Data for analysis -
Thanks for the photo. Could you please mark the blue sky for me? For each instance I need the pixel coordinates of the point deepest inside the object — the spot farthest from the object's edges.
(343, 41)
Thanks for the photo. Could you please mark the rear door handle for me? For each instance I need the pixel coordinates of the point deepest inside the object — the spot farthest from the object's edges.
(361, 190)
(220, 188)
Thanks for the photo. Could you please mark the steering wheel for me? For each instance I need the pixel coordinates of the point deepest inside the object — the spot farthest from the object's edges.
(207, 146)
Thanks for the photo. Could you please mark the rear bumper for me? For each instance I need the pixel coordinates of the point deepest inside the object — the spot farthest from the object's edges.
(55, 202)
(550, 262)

Problem statement - Print from the line containing "Thanks for the photo. Could you please mark the steering" to the last line above, exactly as written.

Expected output -
Thanks for the photo. Could you please mark the steering wheel for me? For each instance I need the pixel coordinates of the point deepest inside the object — the spot farthest from the object's edges.
(207, 146)
Thanks for the photo. Could you please mark the rear bumper for me? For each instance I need the pixel coordinates of the point deepest inside the object — the spot farthest from the object's edges.
(55, 202)
(550, 262)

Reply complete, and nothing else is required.